■ INSTRUCTIONS FOR THE TASK:
Once you have counted the lines below that contain "brown", give that number and nothing else.

◇ ◇ ◇ ◇

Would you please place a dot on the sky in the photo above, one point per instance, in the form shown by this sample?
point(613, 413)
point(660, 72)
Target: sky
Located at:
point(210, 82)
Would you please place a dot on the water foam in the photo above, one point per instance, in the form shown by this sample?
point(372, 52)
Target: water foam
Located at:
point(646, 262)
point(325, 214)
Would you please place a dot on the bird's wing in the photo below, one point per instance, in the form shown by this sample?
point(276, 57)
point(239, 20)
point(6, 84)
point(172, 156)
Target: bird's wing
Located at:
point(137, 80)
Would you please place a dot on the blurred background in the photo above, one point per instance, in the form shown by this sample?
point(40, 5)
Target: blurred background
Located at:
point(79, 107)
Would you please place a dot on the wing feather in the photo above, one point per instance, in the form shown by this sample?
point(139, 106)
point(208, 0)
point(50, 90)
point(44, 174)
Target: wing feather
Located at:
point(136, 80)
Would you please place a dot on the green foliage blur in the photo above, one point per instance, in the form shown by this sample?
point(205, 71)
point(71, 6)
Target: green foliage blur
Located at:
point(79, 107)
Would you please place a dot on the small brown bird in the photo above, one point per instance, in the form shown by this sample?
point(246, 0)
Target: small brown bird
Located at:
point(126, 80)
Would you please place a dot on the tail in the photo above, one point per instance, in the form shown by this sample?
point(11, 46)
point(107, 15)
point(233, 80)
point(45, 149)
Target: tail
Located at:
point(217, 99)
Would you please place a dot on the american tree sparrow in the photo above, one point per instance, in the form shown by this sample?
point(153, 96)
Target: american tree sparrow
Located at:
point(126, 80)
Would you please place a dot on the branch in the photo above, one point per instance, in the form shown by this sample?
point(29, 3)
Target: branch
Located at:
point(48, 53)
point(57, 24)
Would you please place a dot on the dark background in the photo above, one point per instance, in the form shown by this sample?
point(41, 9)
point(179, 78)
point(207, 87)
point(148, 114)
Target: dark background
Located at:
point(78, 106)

◇ ◇ ◇ ◇

■ WRITTEN ANSWER:
2